Recorded data:
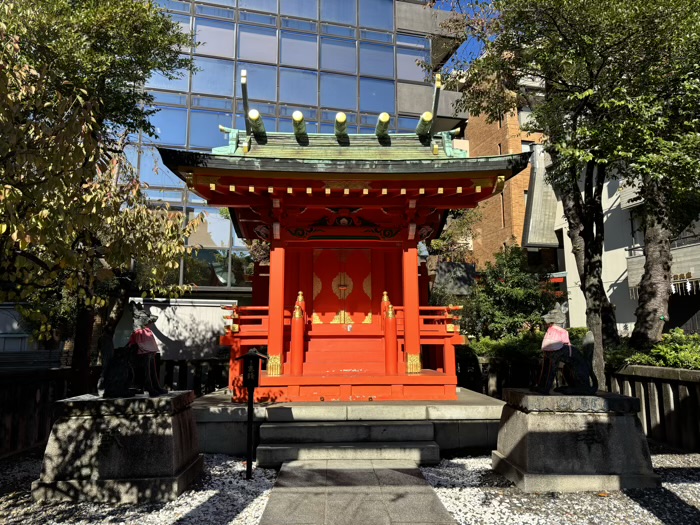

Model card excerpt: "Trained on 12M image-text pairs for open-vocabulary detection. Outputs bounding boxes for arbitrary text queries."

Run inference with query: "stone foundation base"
[32,454,204,504]
[491,450,659,492]
[32,391,203,503]
[492,389,660,492]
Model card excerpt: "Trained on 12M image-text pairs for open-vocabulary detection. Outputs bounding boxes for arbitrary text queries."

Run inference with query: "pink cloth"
[129,328,158,355]
[542,325,571,352]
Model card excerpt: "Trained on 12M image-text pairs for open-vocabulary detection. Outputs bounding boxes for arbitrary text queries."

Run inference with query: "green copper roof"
[158,128,530,174]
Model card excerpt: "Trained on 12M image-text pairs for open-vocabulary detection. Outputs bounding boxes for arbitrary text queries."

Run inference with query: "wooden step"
[257,441,440,468]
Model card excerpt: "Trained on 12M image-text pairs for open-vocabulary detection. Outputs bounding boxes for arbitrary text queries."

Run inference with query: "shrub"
[626,328,700,370]
[469,332,544,360]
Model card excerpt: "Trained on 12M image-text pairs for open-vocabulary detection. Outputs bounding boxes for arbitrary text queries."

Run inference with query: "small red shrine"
[160,98,528,402]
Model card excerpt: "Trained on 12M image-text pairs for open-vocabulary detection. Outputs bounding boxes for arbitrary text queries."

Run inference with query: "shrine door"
[312,249,373,326]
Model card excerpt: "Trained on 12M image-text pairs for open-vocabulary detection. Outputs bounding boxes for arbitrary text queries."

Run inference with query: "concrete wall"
[114,298,236,360]
[554,181,637,335]
[396,82,467,118]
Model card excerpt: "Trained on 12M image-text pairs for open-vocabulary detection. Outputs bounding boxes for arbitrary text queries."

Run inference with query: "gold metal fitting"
[267,355,282,376]
[406,354,423,374]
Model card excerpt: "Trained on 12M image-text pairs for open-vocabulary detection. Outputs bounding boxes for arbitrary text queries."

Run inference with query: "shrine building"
[159,74,529,402]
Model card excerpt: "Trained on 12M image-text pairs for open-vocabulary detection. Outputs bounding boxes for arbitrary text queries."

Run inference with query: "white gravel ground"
[421,447,700,525]
[0,447,700,525]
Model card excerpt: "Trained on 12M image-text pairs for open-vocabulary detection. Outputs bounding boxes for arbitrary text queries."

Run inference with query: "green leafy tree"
[428,209,481,262]
[462,246,562,339]
[0,0,197,392]
[432,0,700,381]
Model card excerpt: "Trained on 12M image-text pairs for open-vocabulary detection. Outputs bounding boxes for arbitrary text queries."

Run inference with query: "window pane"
[192,57,233,97]
[396,47,427,82]
[236,100,277,117]
[321,37,357,73]
[197,0,236,7]
[190,110,233,148]
[281,18,318,33]
[360,42,394,77]
[396,35,430,49]
[280,0,318,20]
[149,91,187,106]
[280,68,318,106]
[238,11,277,26]
[238,25,277,64]
[321,111,357,124]
[151,108,187,146]
[156,0,190,13]
[195,18,235,58]
[236,62,277,100]
[321,24,355,38]
[321,73,357,111]
[187,206,231,248]
[360,0,394,30]
[321,122,356,134]
[139,146,185,188]
[238,0,276,13]
[280,106,318,120]
[192,97,233,111]
[183,249,228,286]
[280,31,318,69]
[321,0,357,26]
[195,5,236,20]
[360,78,396,114]
[146,64,190,91]
[360,29,394,43]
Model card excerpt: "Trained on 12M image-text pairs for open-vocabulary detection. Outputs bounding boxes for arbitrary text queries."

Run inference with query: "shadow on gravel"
[624,488,700,525]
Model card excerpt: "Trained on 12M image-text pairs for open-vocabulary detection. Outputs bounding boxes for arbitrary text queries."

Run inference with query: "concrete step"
[257,441,440,468]
[304,360,386,376]
[260,421,435,443]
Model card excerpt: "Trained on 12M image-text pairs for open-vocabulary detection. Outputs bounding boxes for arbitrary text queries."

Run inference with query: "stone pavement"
[260,460,456,525]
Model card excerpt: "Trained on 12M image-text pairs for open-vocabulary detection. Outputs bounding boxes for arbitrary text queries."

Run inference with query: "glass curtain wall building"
[129,0,434,291]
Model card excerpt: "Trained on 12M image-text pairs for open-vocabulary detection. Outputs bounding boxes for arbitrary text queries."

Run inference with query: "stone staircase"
[257,421,440,468]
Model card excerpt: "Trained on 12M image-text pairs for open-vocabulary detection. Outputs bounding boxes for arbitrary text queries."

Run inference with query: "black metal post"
[245,386,255,479]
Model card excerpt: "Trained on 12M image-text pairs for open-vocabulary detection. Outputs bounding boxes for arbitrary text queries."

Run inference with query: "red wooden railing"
[221,305,462,385]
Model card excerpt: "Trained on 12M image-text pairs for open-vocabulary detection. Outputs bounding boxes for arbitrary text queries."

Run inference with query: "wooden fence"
[0,359,228,458]
[607,365,700,452]
[458,358,700,452]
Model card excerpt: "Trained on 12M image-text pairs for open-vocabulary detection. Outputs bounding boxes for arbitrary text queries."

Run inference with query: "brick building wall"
[466,113,542,268]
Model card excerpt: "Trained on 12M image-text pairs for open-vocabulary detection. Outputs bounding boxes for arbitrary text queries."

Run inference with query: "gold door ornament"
[267,355,282,377]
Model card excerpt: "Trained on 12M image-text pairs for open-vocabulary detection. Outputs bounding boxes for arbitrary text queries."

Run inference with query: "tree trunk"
[71,301,94,396]
[555,162,617,388]
[630,209,672,349]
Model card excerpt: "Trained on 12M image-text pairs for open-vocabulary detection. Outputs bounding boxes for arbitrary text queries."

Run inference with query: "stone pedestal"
[492,389,660,492]
[32,391,203,503]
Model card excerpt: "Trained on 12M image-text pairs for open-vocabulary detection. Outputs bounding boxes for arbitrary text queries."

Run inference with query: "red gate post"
[384,304,398,376]
[290,304,304,376]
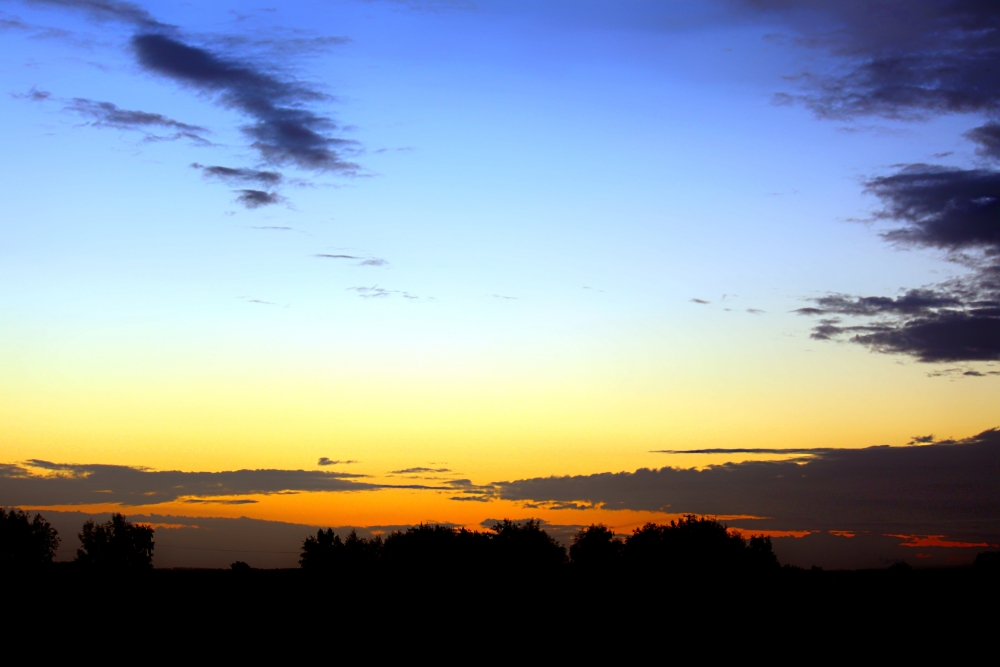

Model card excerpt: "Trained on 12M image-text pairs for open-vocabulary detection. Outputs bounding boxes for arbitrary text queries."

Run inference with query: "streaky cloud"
[132,32,359,175]
[494,429,1000,542]
[0,459,453,506]
[191,162,282,187]
[236,189,284,209]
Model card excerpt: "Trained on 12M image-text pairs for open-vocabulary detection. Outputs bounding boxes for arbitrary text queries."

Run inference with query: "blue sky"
[0,0,1000,568]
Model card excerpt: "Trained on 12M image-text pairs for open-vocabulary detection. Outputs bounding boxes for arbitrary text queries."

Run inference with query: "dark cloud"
[740,0,1000,118]
[965,121,1000,161]
[797,272,1000,362]
[495,430,1000,542]
[181,498,258,505]
[132,33,358,174]
[316,456,357,466]
[65,98,207,133]
[191,162,281,187]
[0,460,453,506]
[22,0,169,29]
[651,447,836,454]
[866,165,1000,255]
[797,164,1000,363]
[236,189,284,209]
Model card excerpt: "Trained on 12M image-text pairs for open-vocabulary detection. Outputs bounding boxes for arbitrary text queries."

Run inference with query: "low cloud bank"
[495,429,1000,543]
[0,459,435,506]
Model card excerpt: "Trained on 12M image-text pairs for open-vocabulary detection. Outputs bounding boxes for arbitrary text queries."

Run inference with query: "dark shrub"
[0,507,59,568]
[76,513,154,570]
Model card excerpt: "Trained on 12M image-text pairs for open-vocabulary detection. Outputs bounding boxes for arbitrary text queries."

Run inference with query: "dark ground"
[9,564,1000,648]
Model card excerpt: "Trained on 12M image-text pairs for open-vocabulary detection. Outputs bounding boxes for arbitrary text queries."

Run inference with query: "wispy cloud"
[191,162,282,188]
[347,285,420,299]
[494,430,1000,541]
[0,459,451,506]
[236,189,285,209]
[316,456,357,466]
[132,32,359,175]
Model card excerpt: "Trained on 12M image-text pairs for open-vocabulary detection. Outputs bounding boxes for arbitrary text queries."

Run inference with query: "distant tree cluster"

Task: Copy out every row above, swapping each "Model card excerpt" for "Model documentation excerpt" and leaving everything else unchanged. Leave the pictures out.

Written solution:
Model documentation excerpt: "Trained on 12M image-text pairs for open-vocabulary detection. Outputs bounding boxes for arbitrary text queries."

Run inference with query: "stone foundation base"
[32,454,204,504]
[491,450,659,492]
[32,391,203,503]
[492,389,660,492]
Model documentation excerpt: "Trained on 12M image-text pairs for open-vocabulary detection. Outputs bounding boxes for arbitrary text queries."

Run inference with query: "pink cloth"
[129,328,158,355]
[542,325,571,352]
Model documentation excerpt: "Trained on 12M image-text pairs for open-vocabulary detection. Outputs bounding boxes for arbitrary text queries."

Run inference with query: "green copper roof"
[158,128,530,174]
Model documentation excerpt: "Trained on 12M image-text pairs for open-vocabulary detection. Outputs bounding boxes for arbitrary text queries."

Run inference with query: "wooden step"
[257,441,440,468]
Model documentation excerpt: "Trained on 12M image-text pairs for open-vocabulary detection. Outputs bounding boxes for arbitrary text queries."

Run inference with query: "shrub"
[626,328,700,370]
[469,332,544,360]
Model documentation excerpt: "Trained on 12M image-text pairs for open-vocabulary detection. Outputs bounding boxes for arbitrary text queries."

Run inference with query: "small red shrine"
[160,98,528,402]
Model documentation excerpt: "Trained on 12M image-text pairs for open-vocabulary detection. Outputs bounding boxes for arbitrary text queries."

Run inference with query: "shrine door"
[312,249,373,326]
Model documentation excerpt: "Trained on 12M image-text pairs for open-vocabulary detection. Outputs bounding boxes for arbitrary text queries."

Run inference with query: "concrete wall"
[114,298,236,360]
[554,181,637,335]
[396,82,467,118]
Model documentation excerpt: "Trained on 12M image-text pairs for open-vocabulary detection. Outputs bounding boxes for arbitrary text queries."

Run inference with query: "gold metal fitting"
[267,355,282,376]
[406,354,423,374]
Model documentation excerpt: "Trained on 12M image-text pairs for open-vocabulary detection. Outputs bounding boxes for arbitrary text queries."

Run inference with query: "shrine building"
[159,74,529,402]
Model documentation excerpt: "Trained on 12M image-text pairs for open-vocabulary detection. Outputs bounding boxes for arbitrary text queries."

Run inference with query: "white gravel ground"
[421,447,700,525]
[0,447,700,525]
Model documentation excerpt: "Trained on 12M image-text pairs for open-vocabulary detection. Outputs bounding boxes for arbitrary text queries."

Run inference with query: "green leafy tree"
[428,209,481,262]
[462,246,562,339]
[0,0,197,392]
[432,0,700,381]
Model documentation excerpt: "Trained on 12M image-text pairs for open-vocabulary detection. Outputs bounding boxes for arbitrary text queries."

Run inference with query: "window pane"
[192,57,233,97]
[396,47,427,82]
[236,100,277,117]
[321,37,357,73]
[197,0,236,7]
[190,110,233,148]
[281,18,318,33]
[360,42,394,77]
[396,35,430,49]
[280,0,318,20]
[149,91,187,106]
[280,68,318,106]
[238,11,277,26]
[238,25,277,64]
[321,111,357,124]
[151,108,187,146]
[156,0,190,13]
[195,18,235,58]
[236,62,277,100]
[321,24,355,38]
[321,73,357,111]
[187,206,231,248]
[360,0,394,30]
[321,122,356,134]
[139,146,185,188]
[238,0,276,13]
[280,106,318,120]
[192,97,233,111]
[183,249,228,286]
[280,31,318,69]
[321,0,357,26]
[195,5,236,20]
[360,78,396,114]
[146,64,190,91]
[360,29,394,43]
Model documentation excerpt: "Trained on 12M image-text pairs for open-vocabulary detection. Outputs bounding boxes for arbitrary text queries."

Run inference with query: "shadow on gravel"
[624,488,700,525]
Model documentation excerpt: "Trained on 12M image-text pairs for open-vocabulary detection. Outputs bounding boxes for arbitrary text queries."

Run inference with query: "concrete step"
[257,441,440,468]
[304,360,386,376]
[260,421,435,443]
Model documentation excerpt: "Trained on 12M image-text pairs for open-vocabulary detection. Outputs bounding boxes for arbitrary text queries."

Run inference with query: "stone pavement"
[260,460,456,525]
Model documentation excerpt: "Trained on 12M image-text pairs for open-vocabulary detection. Outputs bounding boxes for arbitrary text queries."

Run inference with query: "glass curtain wall building"
[129,0,434,291]
Model documentation excerpt: "Trained on 12M image-text pairs for open-vocabulary detection. Outputs bounding boxes for arbitrary text queries."

Run inference with query: "stone staircase"
[257,421,440,468]
Model documentation excerpt: "Trained on 12M image-text pairs for open-vocabulary detection. Outputs bounding boxes for arbitrary text queries."

Run inference with query: "black metal post"
[245,386,255,479]
Model documentation excerpt: "Trained on 12M image-text pairs for open-vocabulary detection. Outputs bounding boxes for arbitrary text queries."

Run inference with query: "red wooden railing"
[221,305,462,385]
Model documentation excerpt: "Trained on 12M image-text pairs for open-vocabulary detection. Outputs bounding boxes for arbitrary text queries."

Run inference with query: "wooden fence"
[0,359,228,458]
[607,365,700,452]
[458,358,700,452]
Model documentation excerpt: "Trained on 12M image-text pairs for open-vocabulary detection. Outputs bounding boxes for arbitrary text queries."

Run inference with query: "brick building wall"
[466,113,542,268]
Model documentation excerpt: "Trained on 12M image-text pairs for open-vocabulary detection. Outputs bounding boxes for arbitrary text queries."

Run inference with query: "gold door ornament"
[267,355,282,377]
Model documentation excerpt: "Trained on 12M image-text pairs for open-vocabulary detection. Outputs bounding boxes for arbitrary text queries."

Run inference with query: "tree trunk"
[71,301,94,396]
[555,162,617,388]
[630,209,672,349]
Model documentation excerpt: "Trained on 12M image-text pairs for open-vocabulary detection. Outputs bounding boxes for arbitrary text queries."

Run inference with query: "stone pedestal"
[492,389,660,492]
[32,391,203,503]
Model documentation excerpt: "Trained on 12M image-text pairs for open-vocabulary detection. Outputs bounding boxes for arbitrary text queries."

Run inference with query: "red gate post"
[384,304,398,376]
[290,304,304,376]

Model documentation excerpt: "Trained on 12M image-text pairs for open-vocabulary detection. Outputs bounding boxes for arbitrary text queries."

Run inference with query: "streaky cloud"
[132,32,359,175]
[494,429,1000,542]
[0,459,453,506]
[191,162,282,187]
[236,189,284,209]
Model documentation excerpt: "Trained on 12M image-text pairs for open-vocabulary detection. Outputs bounding boxes for arbitrary text queries."

Run inference with query: "blue sky"
[0,0,1000,568]
Model documentation excerpt: "Trained on 12M image-text pairs for open-vocabulary detection. Outputs bounding boxes for arbitrary text queries."

Run inference with query: "dark cloud"
[740,0,1000,118]
[965,121,1000,161]
[797,272,1000,362]
[495,430,1000,542]
[181,498,258,505]
[132,33,358,174]
[316,456,357,466]
[65,98,207,133]
[191,162,281,187]
[0,460,453,506]
[22,0,169,29]
[651,447,836,454]
[866,165,1000,255]
[797,164,1000,363]
[236,189,284,209]
Model documentation excerpt: "Trained on 12M image-text pairs for open-vocabulary detection. Outputs bounding boxes for arbitrary text queries."

Run inference with query: "low cloud bank"
[495,429,1000,543]
[0,459,435,506]
Model documentation excerpt: "Trained on 12M image-text pairs for open-vocabulary detection. Outputs bounding boxes for arbitrary text queries."

Run inference with query: "dark shrub"
[0,507,59,568]
[76,513,154,570]
Model documentation excerpt: "Trained on 12M image-text pairs for open-vocabulary detection. Outputs bounding boxes for arbitrary text queries."

Run inference with query: "dark ground"
[9,564,1000,648]
Model documentation excerpt: "Trained on 12M image-text pairs for open-vocabulary detection. Outputs bounding boxes for arbitrary text queries."

Run inference with query: "wispy cloud"
[191,162,282,188]
[347,285,420,299]
[494,430,1000,541]
[0,459,451,506]
[236,189,285,209]
[316,456,357,466]
[132,32,359,175]
Model documentation excerpt: "Trained on 12M image-text pairs for open-vocabulary detection. Outputs bounding boxes for arbitrary text queries."

Run inference with query: "distant tree cluster"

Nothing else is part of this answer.